- WHAT IS BEING ASKED
Please pull out every line in the records below that contains the string "windshield".

(Image entries for named regions)
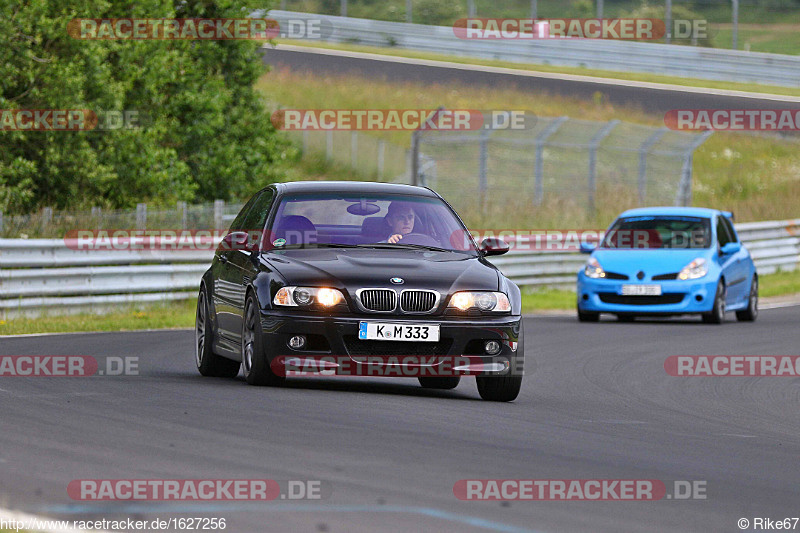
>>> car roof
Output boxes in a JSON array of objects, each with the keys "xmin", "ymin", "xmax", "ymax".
[
  {"xmin": 618, "ymin": 206, "xmax": 723, "ymax": 218},
  {"xmin": 275, "ymin": 181, "xmax": 438, "ymax": 197}
]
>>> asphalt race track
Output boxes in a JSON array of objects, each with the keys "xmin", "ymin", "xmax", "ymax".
[
  {"xmin": 262, "ymin": 45, "xmax": 800, "ymax": 113},
  {"xmin": 0, "ymin": 307, "xmax": 800, "ymax": 533}
]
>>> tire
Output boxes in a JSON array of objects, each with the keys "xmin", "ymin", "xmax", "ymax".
[
  {"xmin": 417, "ymin": 376, "xmax": 461, "ymax": 390},
  {"xmin": 703, "ymin": 280, "xmax": 725, "ymax": 324},
  {"xmin": 736, "ymin": 276, "xmax": 758, "ymax": 322},
  {"xmin": 242, "ymin": 292, "xmax": 286, "ymax": 387},
  {"xmin": 194, "ymin": 285, "xmax": 241, "ymax": 378},
  {"xmin": 578, "ymin": 307, "xmax": 600, "ymax": 322},
  {"xmin": 475, "ymin": 325, "xmax": 525, "ymax": 402}
]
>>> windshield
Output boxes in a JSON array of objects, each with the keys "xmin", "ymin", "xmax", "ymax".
[
  {"xmin": 600, "ymin": 216, "xmax": 711, "ymax": 250},
  {"xmin": 269, "ymin": 193, "xmax": 477, "ymax": 254}
]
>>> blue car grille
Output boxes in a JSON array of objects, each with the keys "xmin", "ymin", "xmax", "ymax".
[
  {"xmin": 598, "ymin": 292, "xmax": 686, "ymax": 305},
  {"xmin": 653, "ymin": 272, "xmax": 678, "ymax": 281}
]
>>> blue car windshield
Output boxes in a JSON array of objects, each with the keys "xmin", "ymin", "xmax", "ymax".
[
  {"xmin": 269, "ymin": 193, "xmax": 477, "ymax": 255},
  {"xmin": 600, "ymin": 216, "xmax": 711, "ymax": 250}
]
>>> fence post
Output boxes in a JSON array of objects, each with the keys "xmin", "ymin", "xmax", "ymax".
[
  {"xmin": 136, "ymin": 204, "xmax": 147, "ymax": 229},
  {"xmin": 478, "ymin": 128, "xmax": 489, "ymax": 192},
  {"xmin": 533, "ymin": 117, "xmax": 569, "ymax": 205},
  {"xmin": 214, "ymin": 200, "xmax": 225, "ymax": 230},
  {"xmin": 638, "ymin": 128, "xmax": 667, "ymax": 206},
  {"xmin": 178, "ymin": 202, "xmax": 188, "ymax": 229},
  {"xmin": 378, "ymin": 139, "xmax": 386, "ymax": 179},
  {"xmin": 410, "ymin": 130, "xmax": 420, "ymax": 185},
  {"xmin": 589, "ymin": 120, "xmax": 620, "ymax": 213},
  {"xmin": 675, "ymin": 130, "xmax": 714, "ymax": 206}
]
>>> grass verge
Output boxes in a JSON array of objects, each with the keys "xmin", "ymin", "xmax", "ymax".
[
  {"xmin": 275, "ymin": 39, "xmax": 800, "ymax": 96},
  {"xmin": 257, "ymin": 69, "xmax": 800, "ymax": 224},
  {"xmin": 0, "ymin": 298, "xmax": 197, "ymax": 335},
  {"xmin": 0, "ymin": 269, "xmax": 800, "ymax": 332}
]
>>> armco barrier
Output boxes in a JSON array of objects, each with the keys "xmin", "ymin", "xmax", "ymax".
[
  {"xmin": 266, "ymin": 10, "xmax": 800, "ymax": 87},
  {"xmin": 0, "ymin": 219, "xmax": 800, "ymax": 318}
]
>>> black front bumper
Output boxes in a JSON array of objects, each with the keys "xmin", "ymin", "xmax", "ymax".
[{"xmin": 261, "ymin": 311, "xmax": 523, "ymax": 376}]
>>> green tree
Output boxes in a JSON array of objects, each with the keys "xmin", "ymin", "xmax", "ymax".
[{"xmin": 0, "ymin": 0, "xmax": 293, "ymax": 212}]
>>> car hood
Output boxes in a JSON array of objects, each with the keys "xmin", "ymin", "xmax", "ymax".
[
  {"xmin": 592, "ymin": 248, "xmax": 711, "ymax": 279},
  {"xmin": 261, "ymin": 249, "xmax": 499, "ymax": 294}
]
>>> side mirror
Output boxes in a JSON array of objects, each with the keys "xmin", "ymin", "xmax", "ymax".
[
  {"xmin": 720, "ymin": 242, "xmax": 742, "ymax": 255},
  {"xmin": 220, "ymin": 231, "xmax": 260, "ymax": 252},
  {"xmin": 480, "ymin": 237, "xmax": 508, "ymax": 255}
]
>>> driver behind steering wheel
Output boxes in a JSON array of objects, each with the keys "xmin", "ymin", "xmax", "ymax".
[{"xmin": 386, "ymin": 202, "xmax": 416, "ymax": 244}]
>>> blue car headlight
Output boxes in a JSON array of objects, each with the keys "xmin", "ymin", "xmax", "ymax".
[
  {"xmin": 678, "ymin": 257, "xmax": 708, "ymax": 280},
  {"xmin": 583, "ymin": 257, "xmax": 606, "ymax": 279}
]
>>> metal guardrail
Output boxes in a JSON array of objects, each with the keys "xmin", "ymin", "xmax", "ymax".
[
  {"xmin": 0, "ymin": 219, "xmax": 800, "ymax": 318},
  {"xmin": 492, "ymin": 219, "xmax": 800, "ymax": 289},
  {"xmin": 266, "ymin": 10, "xmax": 800, "ymax": 87}
]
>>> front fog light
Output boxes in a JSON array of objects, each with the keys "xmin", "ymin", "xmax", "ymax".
[
  {"xmin": 289, "ymin": 335, "xmax": 306, "ymax": 350},
  {"xmin": 484, "ymin": 341, "xmax": 500, "ymax": 355}
]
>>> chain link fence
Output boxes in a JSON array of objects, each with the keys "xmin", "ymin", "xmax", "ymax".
[{"xmin": 412, "ymin": 117, "xmax": 710, "ymax": 222}]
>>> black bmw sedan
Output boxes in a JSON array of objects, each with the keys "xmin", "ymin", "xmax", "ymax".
[{"xmin": 195, "ymin": 182, "xmax": 524, "ymax": 401}]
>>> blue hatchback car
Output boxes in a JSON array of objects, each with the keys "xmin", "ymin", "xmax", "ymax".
[{"xmin": 578, "ymin": 207, "xmax": 758, "ymax": 324}]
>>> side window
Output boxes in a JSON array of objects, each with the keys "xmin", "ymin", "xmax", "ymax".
[
  {"xmin": 717, "ymin": 216, "xmax": 733, "ymax": 247},
  {"xmin": 722, "ymin": 217, "xmax": 738, "ymax": 242},
  {"xmin": 228, "ymin": 195, "xmax": 259, "ymax": 233},
  {"xmin": 241, "ymin": 189, "xmax": 274, "ymax": 231}
]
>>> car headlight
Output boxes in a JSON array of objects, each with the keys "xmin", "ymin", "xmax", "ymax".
[
  {"xmin": 448, "ymin": 291, "xmax": 511, "ymax": 313},
  {"xmin": 272, "ymin": 287, "xmax": 344, "ymax": 307},
  {"xmin": 678, "ymin": 257, "xmax": 708, "ymax": 280},
  {"xmin": 583, "ymin": 257, "xmax": 606, "ymax": 279}
]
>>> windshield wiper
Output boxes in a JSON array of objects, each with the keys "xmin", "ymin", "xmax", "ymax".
[
  {"xmin": 273, "ymin": 242, "xmax": 360, "ymax": 250},
  {"xmin": 357, "ymin": 242, "xmax": 457, "ymax": 252}
]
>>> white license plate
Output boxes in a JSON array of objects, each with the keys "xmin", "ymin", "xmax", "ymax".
[
  {"xmin": 358, "ymin": 322, "xmax": 439, "ymax": 342},
  {"xmin": 622, "ymin": 285, "xmax": 661, "ymax": 296}
]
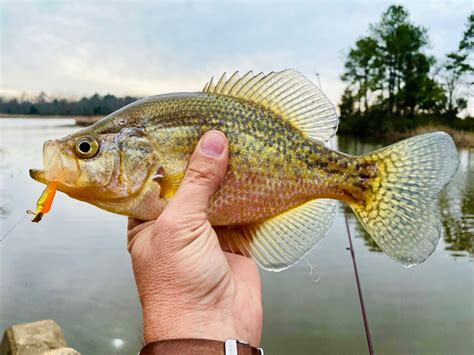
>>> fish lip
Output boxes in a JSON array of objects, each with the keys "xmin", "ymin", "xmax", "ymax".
[{"xmin": 29, "ymin": 169, "xmax": 49, "ymax": 184}]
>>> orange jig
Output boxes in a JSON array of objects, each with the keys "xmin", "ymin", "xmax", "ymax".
[{"xmin": 31, "ymin": 181, "xmax": 58, "ymax": 223}]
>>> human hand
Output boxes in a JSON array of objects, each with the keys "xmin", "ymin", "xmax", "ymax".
[{"xmin": 128, "ymin": 131, "xmax": 263, "ymax": 347}]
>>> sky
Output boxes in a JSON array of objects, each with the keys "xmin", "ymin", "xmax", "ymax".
[{"xmin": 0, "ymin": 0, "xmax": 474, "ymax": 111}]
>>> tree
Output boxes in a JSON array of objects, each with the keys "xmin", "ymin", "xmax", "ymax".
[
  {"xmin": 341, "ymin": 37, "xmax": 377, "ymax": 111},
  {"xmin": 440, "ymin": 12, "xmax": 474, "ymax": 115},
  {"xmin": 341, "ymin": 5, "xmax": 445, "ymax": 116}
]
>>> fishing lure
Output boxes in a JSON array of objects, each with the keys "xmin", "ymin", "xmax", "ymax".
[{"xmin": 31, "ymin": 181, "xmax": 58, "ymax": 223}]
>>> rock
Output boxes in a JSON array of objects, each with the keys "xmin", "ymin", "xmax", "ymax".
[{"xmin": 0, "ymin": 320, "xmax": 79, "ymax": 355}]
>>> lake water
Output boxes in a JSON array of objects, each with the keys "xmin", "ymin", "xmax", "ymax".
[{"xmin": 0, "ymin": 119, "xmax": 474, "ymax": 355}]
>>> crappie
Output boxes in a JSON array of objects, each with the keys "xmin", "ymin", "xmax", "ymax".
[{"xmin": 30, "ymin": 70, "xmax": 458, "ymax": 271}]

- IN RESPONSE
>>> windshield
>>> blue car windshield
>>> windshield wiper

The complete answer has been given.